— START —

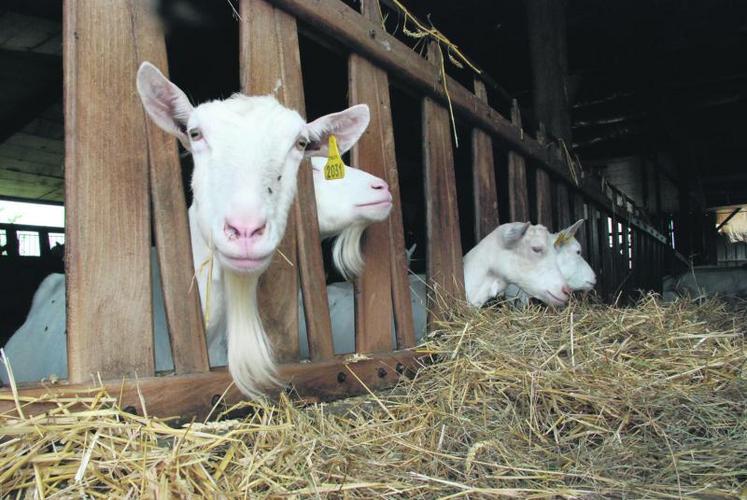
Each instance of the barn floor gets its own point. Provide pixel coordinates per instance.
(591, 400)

— END —
— START —

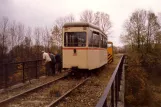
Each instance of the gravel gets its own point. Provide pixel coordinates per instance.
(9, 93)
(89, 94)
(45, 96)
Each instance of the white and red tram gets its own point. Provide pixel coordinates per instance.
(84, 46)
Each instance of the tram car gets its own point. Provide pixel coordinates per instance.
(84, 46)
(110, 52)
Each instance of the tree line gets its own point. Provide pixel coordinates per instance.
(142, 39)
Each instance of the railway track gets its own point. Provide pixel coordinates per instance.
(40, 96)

— END —

#### [Exercise]
Return every line in the rows above that contains the word "tram".

#### [Reply]
Each instance of the white and red tram gets its own point. Provide pixel coordinates per instance.
Each instance of the tram car gets its own point. Provide pixel coordinates per instance.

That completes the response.